● **Dataset entries**
Start of Block
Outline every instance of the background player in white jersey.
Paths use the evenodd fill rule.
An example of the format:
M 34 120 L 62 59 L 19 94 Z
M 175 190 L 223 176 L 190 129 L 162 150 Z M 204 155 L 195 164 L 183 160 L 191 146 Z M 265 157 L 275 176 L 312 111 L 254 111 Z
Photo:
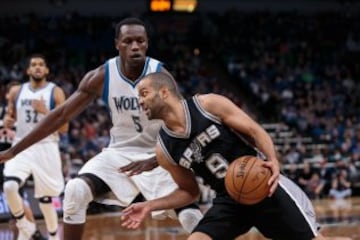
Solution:
M 80 170 L 79 177 L 70 180 L 65 187 L 64 239 L 81 239 L 87 206 L 95 199 L 127 206 L 139 193 L 154 199 L 177 188 L 171 176 L 157 167 L 155 144 L 160 122 L 147 120 L 135 91 L 144 75 L 157 71 L 170 73 L 159 61 L 146 57 L 148 35 L 139 19 L 127 18 L 117 24 L 115 46 L 119 56 L 88 72 L 61 107 L 47 115 L 22 141 L 0 154 L 0 162 L 11 158 L 75 117 L 97 97 L 108 104 L 113 122 L 109 146 L 90 159 Z M 156 168 L 136 176 L 120 171 L 133 162 L 145 166 L 144 169 L 149 165 Z M 107 199 L 108 193 L 115 198 Z M 202 218 L 199 209 L 193 206 L 179 209 L 177 213 L 187 231 Z
M 29 58 L 27 74 L 30 80 L 12 87 L 9 92 L 4 126 L 12 127 L 16 122 L 13 144 L 21 141 L 51 109 L 65 101 L 63 90 L 46 79 L 49 68 L 44 56 L 34 54 Z M 65 133 L 67 129 L 68 125 L 64 124 L 55 130 Z M 19 188 L 30 175 L 34 179 L 35 198 L 39 200 L 49 239 L 59 239 L 58 216 L 52 205 L 52 197 L 59 196 L 64 190 L 57 132 L 5 163 L 3 189 L 10 211 L 17 220 L 18 239 L 42 239 L 33 219 L 25 214 L 23 199 L 19 194 Z
M 1 106 L 1 126 L 0 126 L 0 151 L 4 151 L 8 148 L 11 147 L 12 145 L 12 142 L 14 140 L 14 137 L 15 137 L 15 127 L 12 126 L 13 124 L 9 124 L 9 126 L 12 126 L 11 128 L 7 128 L 7 127 L 4 127 L 3 123 L 4 123 L 4 118 L 5 118 L 5 114 L 7 113 L 7 109 L 8 109 L 8 102 L 9 102 L 9 93 L 12 91 L 11 89 L 13 87 L 16 87 L 18 86 L 20 83 L 17 82 L 17 81 L 14 81 L 14 82 L 10 82 L 7 84 L 6 86 L 6 91 L 3 93 L 4 94 L 4 99 L 3 99 L 3 102 L 2 102 L 2 106 Z M 8 118 L 9 120 L 9 118 Z M 13 120 L 10 120 L 11 122 L 13 122 Z M 4 176 L 3 176 L 3 170 L 4 170 L 4 165 L 5 164 L 1 164 L 0 165 L 0 171 L 1 171 L 1 186 L 3 185 L 4 183 Z M 24 204 L 24 213 L 25 213 L 25 216 L 28 220 L 30 220 L 31 222 L 35 222 L 35 218 L 33 216 L 33 213 L 32 213 L 32 210 L 31 208 Z M 38 235 L 40 237 L 40 232 L 36 232 L 35 235 Z

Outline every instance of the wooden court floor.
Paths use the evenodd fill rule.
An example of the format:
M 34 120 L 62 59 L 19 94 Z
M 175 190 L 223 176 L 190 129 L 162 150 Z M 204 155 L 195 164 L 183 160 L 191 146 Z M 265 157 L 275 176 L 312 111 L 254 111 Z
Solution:
M 315 200 L 313 201 L 322 233 L 332 240 L 360 240 L 360 198 L 344 201 Z M 42 232 L 44 222 L 38 221 Z M 60 223 L 60 232 L 62 224 Z M 14 223 L 0 224 L 0 240 L 16 239 Z M 335 238 L 335 236 L 339 238 Z M 121 227 L 118 213 L 90 215 L 87 218 L 84 240 L 185 240 L 187 234 L 176 220 L 156 221 L 147 219 L 140 230 L 126 230 Z M 265 240 L 252 229 L 236 240 Z M 289 239 L 291 240 L 291 239 Z

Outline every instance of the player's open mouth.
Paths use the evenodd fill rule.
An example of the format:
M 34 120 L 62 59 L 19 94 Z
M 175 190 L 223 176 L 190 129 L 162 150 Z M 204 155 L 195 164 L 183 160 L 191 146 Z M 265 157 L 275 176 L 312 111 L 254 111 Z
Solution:
M 138 58 L 141 58 L 141 54 L 134 54 L 134 55 L 131 55 L 130 58 L 132 59 L 138 59 Z
M 145 114 L 148 116 L 150 113 L 150 109 L 147 107 L 143 107 L 143 110 L 144 110 Z
M 146 111 L 146 109 L 148 109 L 147 107 L 145 107 L 144 104 L 141 104 L 141 110 L 143 110 L 144 112 Z

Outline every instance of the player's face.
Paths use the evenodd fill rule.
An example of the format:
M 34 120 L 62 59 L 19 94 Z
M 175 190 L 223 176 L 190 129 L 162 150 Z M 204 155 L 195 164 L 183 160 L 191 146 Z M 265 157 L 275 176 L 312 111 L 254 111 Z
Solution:
M 36 82 L 45 80 L 46 76 L 49 74 L 49 69 L 46 66 L 45 60 L 41 57 L 31 58 L 29 67 L 27 68 L 27 74 Z
M 141 25 L 123 25 L 115 39 L 116 49 L 127 64 L 144 64 L 148 49 L 146 30 Z
M 139 104 L 149 120 L 160 119 L 164 102 L 159 92 L 151 86 L 151 80 L 143 79 L 138 85 Z

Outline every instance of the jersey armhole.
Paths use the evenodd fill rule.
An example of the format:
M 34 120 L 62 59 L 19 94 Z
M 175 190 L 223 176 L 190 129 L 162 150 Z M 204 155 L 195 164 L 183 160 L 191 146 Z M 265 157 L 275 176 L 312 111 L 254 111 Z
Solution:
M 163 68 L 163 66 L 164 66 L 164 64 L 159 61 L 157 66 L 156 66 L 155 72 L 161 72 L 161 69 Z
M 20 88 L 19 88 L 19 91 L 17 92 L 15 98 L 12 100 L 13 101 L 13 104 L 14 104 L 14 110 L 16 111 L 16 106 L 17 106 L 17 102 L 19 101 L 19 97 L 20 97 L 20 93 L 23 89 L 25 84 L 21 84 Z
M 164 153 L 164 155 L 166 156 L 166 159 L 174 166 L 177 166 L 178 164 L 175 162 L 175 160 L 171 157 L 171 155 L 169 154 L 169 152 L 166 149 L 166 146 L 161 138 L 161 136 L 158 136 L 158 143 L 160 145 L 160 148 L 162 150 L 162 152 Z
M 54 86 L 51 89 L 51 93 L 50 93 L 50 111 L 55 108 L 55 96 L 54 96 L 55 88 L 56 88 L 56 85 L 54 84 Z
M 102 100 L 104 103 L 109 106 L 109 61 L 105 63 L 105 76 L 104 76 L 104 86 L 102 92 Z
M 209 113 L 206 111 L 200 104 L 199 98 L 195 95 L 193 96 L 193 101 L 196 106 L 196 108 L 199 110 L 199 112 L 206 117 L 207 119 L 216 122 L 217 124 L 221 124 L 220 118 L 216 117 L 215 115 Z

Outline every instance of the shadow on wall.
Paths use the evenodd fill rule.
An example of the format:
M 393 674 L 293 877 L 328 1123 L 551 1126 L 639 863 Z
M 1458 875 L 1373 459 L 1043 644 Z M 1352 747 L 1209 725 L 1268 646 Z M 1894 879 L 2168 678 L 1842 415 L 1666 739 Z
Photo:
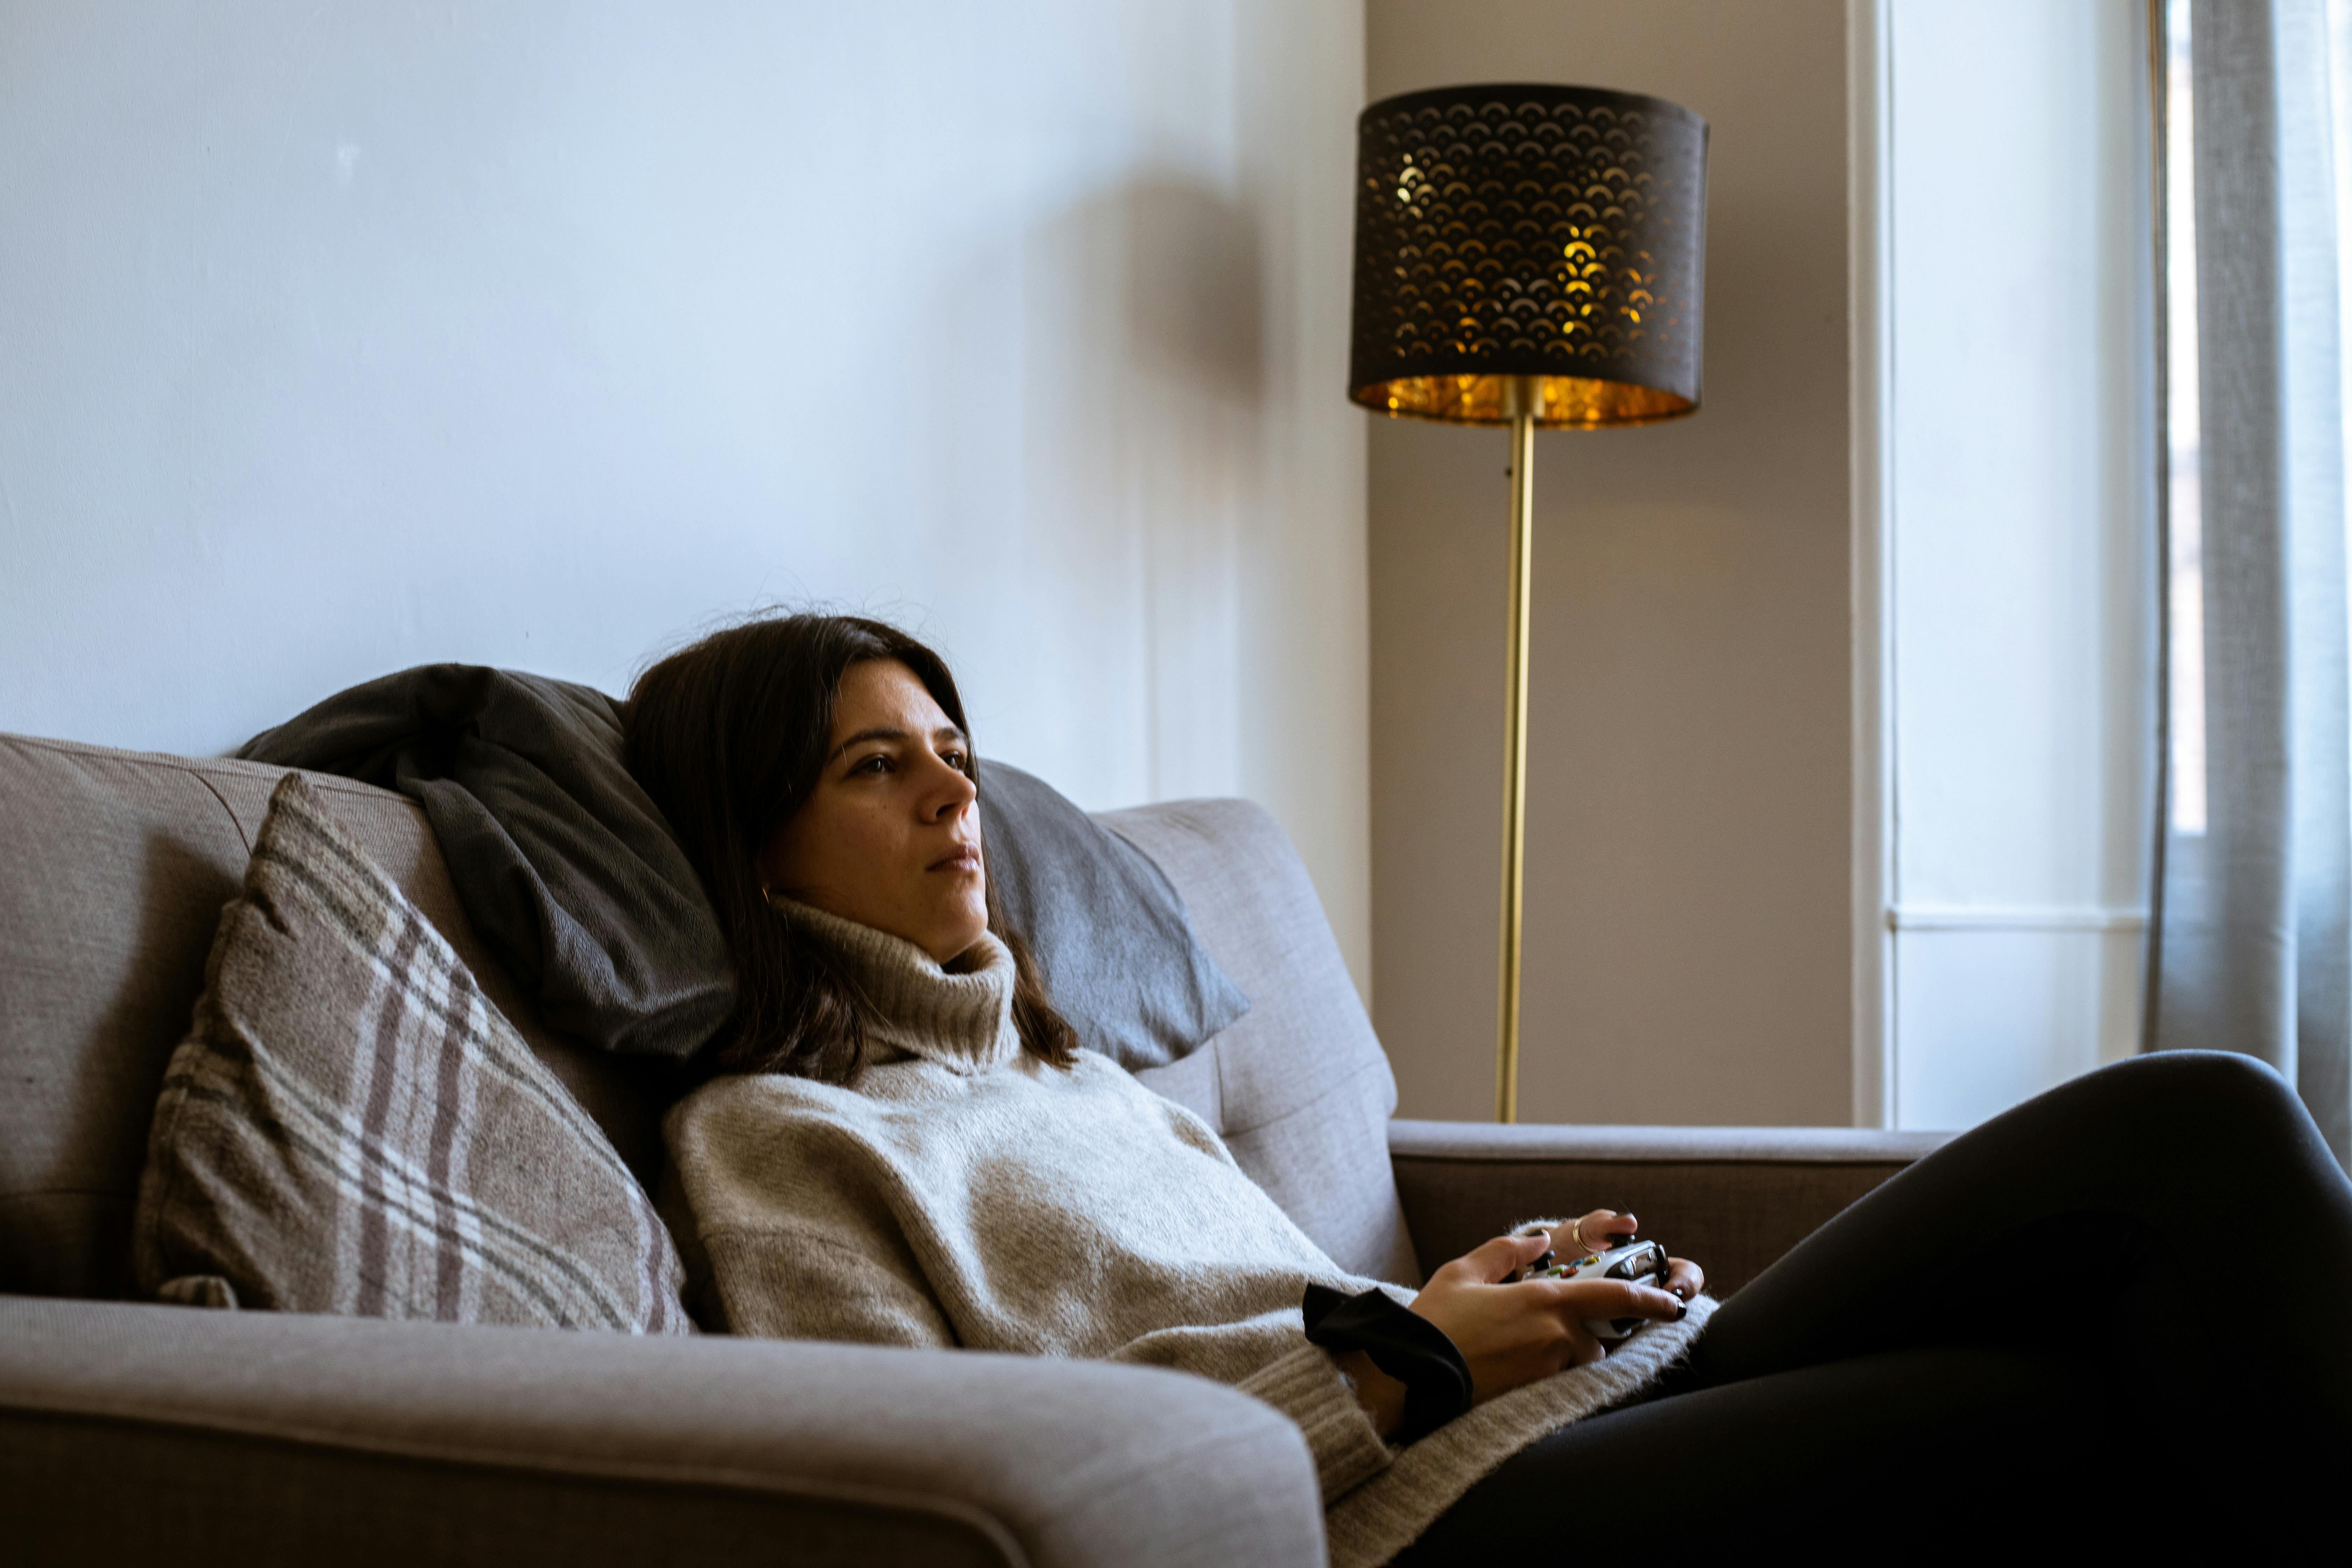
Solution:
M 1046 218 L 1022 254 L 1022 404 L 1080 484 L 1138 476 L 1232 493 L 1246 474 L 1224 426 L 1264 399 L 1257 224 L 1223 194 L 1174 179 L 1097 193 Z M 1207 437 L 1198 439 L 1196 437 Z M 1172 460 L 1172 461 L 1171 461 Z
M 943 328 L 1003 431 L 936 450 L 941 515 L 976 473 L 1017 515 L 1024 569 L 1065 585 L 1018 672 L 1024 706 L 1087 715 L 1037 765 L 1095 806 L 1239 787 L 1240 551 L 1260 509 L 1265 401 L 1259 228 L 1181 178 L 1103 190 L 959 269 Z M 1017 310 L 1008 310 L 1017 300 Z M 1017 371 L 1015 367 L 1017 366 Z M 1017 426 L 1008 429 L 1008 426 Z M 1070 587 L 1077 591 L 1068 591 Z M 1017 584 L 1008 588 L 1020 596 Z M 1083 606 L 1075 613 L 1073 605 Z M 1008 606 L 1007 613 L 1013 613 Z M 1069 721 L 1074 726 L 1076 719 Z M 1082 758 L 1139 763 L 1089 778 Z
M 1122 303 L 1135 371 L 1255 410 L 1265 323 L 1249 210 L 1199 185 L 1158 180 L 1081 206 L 1070 220 L 1123 233 Z

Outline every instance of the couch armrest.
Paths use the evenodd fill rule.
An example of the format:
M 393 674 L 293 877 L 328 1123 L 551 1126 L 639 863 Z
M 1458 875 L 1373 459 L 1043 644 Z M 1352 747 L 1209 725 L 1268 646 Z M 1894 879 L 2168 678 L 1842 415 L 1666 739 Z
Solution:
M 1815 1226 L 1944 1142 L 1840 1127 L 1389 1123 L 1424 1273 L 1518 1220 L 1629 1212 L 1727 1296 Z
M 1323 1561 L 1200 1378 L 1019 1356 L 0 1297 L 0 1561 Z

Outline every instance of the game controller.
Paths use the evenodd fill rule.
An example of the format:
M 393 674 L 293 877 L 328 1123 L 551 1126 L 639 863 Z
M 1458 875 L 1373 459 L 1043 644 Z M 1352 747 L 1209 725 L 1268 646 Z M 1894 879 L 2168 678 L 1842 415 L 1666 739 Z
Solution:
M 1567 1263 L 1558 1261 L 1547 1252 L 1507 1282 L 1523 1279 L 1631 1279 L 1646 1280 L 1663 1290 L 1666 1288 L 1666 1269 L 1664 1247 L 1654 1241 L 1635 1241 Z M 1584 1322 L 1584 1331 L 1596 1340 L 1615 1344 L 1647 1321 L 1646 1318 L 1588 1318 Z

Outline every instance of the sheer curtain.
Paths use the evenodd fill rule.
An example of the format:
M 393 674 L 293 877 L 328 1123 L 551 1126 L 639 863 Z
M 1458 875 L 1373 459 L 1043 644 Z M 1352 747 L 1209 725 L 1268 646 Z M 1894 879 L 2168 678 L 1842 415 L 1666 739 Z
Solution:
M 2147 1043 L 2260 1057 L 2352 1164 L 2352 0 L 2163 13 L 2174 482 Z

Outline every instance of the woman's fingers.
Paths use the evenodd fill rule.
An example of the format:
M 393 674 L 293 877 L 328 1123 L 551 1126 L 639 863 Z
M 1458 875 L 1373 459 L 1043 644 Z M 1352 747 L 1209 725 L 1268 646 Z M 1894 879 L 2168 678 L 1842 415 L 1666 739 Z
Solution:
M 1594 1339 L 1592 1331 L 1582 1322 L 1570 1318 L 1566 1327 L 1568 1331 L 1561 1337 L 1561 1348 L 1566 1353 L 1560 1358 L 1560 1365 L 1591 1366 L 1596 1361 L 1609 1359 L 1609 1347 Z
M 1669 1258 L 1666 1259 L 1665 1286 L 1687 1301 L 1706 1289 L 1706 1271 L 1687 1258 Z
M 1439 1268 L 1429 1277 L 1430 1283 L 1450 1275 L 1464 1284 L 1500 1284 L 1550 1249 L 1551 1243 L 1540 1235 L 1498 1236 Z
M 1570 1227 L 1571 1234 L 1562 1235 L 1560 1239 L 1569 1243 L 1569 1251 L 1606 1252 L 1633 1240 L 1633 1233 L 1640 1228 L 1641 1222 L 1632 1215 L 1619 1214 L 1615 1209 L 1594 1209 Z M 1576 1246 L 1575 1237 L 1584 1238 L 1581 1247 Z
M 1587 1318 L 1653 1318 L 1671 1322 L 1683 1315 L 1681 1298 L 1631 1279 L 1538 1279 L 1514 1289 L 1546 1292 L 1545 1300 L 1571 1323 Z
End of Block
● **Activity**
All lines from the one containing "Outline every instance of the game" to the end of the records are to be duplicated exactly, and no other lines are to be given.

● **Answer to the exercise**
Outline every instance of the game controller.
Paths use the evenodd fill rule.
An example of the format:
M 393 674 L 293 877 L 328 1123 L 551 1126 L 639 863 Z
M 1458 875 L 1373 459 L 1043 644 Z M 1352 747 L 1209 725 L 1268 646 Z M 1894 879 L 2168 678 L 1842 415 L 1666 739 Z
Solution:
M 1567 1263 L 1558 1261 L 1547 1252 L 1507 1282 L 1523 1279 L 1631 1279 L 1646 1280 L 1663 1290 L 1666 1288 L 1666 1269 L 1664 1247 L 1654 1241 L 1635 1241 Z M 1584 1322 L 1584 1331 L 1596 1340 L 1615 1344 L 1647 1321 L 1646 1318 L 1588 1318 Z

Outline every instance of the sheer curtain.
Paths use the evenodd fill rule.
An example of the format:
M 393 674 L 293 877 L 328 1123 L 551 1126 L 639 863 Z
M 1458 875 L 1373 459 L 1043 644 Z M 1352 747 L 1209 725 L 1268 646 Z M 1894 879 L 2168 678 L 1842 415 L 1666 739 Z
Solution:
M 2147 1043 L 2260 1057 L 2352 1164 L 2352 0 L 2163 13 L 2174 482 Z

Outline every instance of the woman's fingers.
Paths use the evenodd fill rule.
An example of the format:
M 393 674 L 293 877 L 328 1123 L 551 1126 L 639 863 Z
M 1458 875 L 1373 459 L 1043 644 Z M 1352 747 L 1209 725 L 1268 646 Z M 1894 879 L 2168 678 L 1842 415 L 1666 739 Z
Solution:
M 1594 1339 L 1592 1331 L 1582 1322 L 1570 1318 L 1566 1327 L 1568 1331 L 1561 1337 L 1561 1348 L 1566 1353 L 1560 1358 L 1560 1365 L 1591 1366 L 1596 1361 L 1609 1359 L 1609 1347 Z
M 1669 1258 L 1666 1259 L 1665 1286 L 1687 1301 L 1706 1289 L 1706 1271 L 1687 1258 Z
M 1439 1268 L 1429 1277 L 1430 1283 L 1450 1275 L 1464 1284 L 1500 1284 L 1550 1249 L 1551 1243 L 1540 1235 L 1498 1236 Z
M 1570 1227 L 1571 1234 L 1562 1235 L 1560 1239 L 1569 1243 L 1569 1251 L 1606 1252 L 1633 1240 L 1633 1233 L 1640 1228 L 1641 1222 L 1632 1215 L 1619 1214 L 1615 1209 L 1594 1209 Z M 1576 1246 L 1575 1237 L 1584 1238 L 1581 1247 Z
M 1587 1318 L 1653 1318 L 1671 1322 L 1683 1315 L 1681 1298 L 1631 1279 L 1538 1279 L 1514 1289 L 1546 1292 L 1545 1300 L 1571 1323 Z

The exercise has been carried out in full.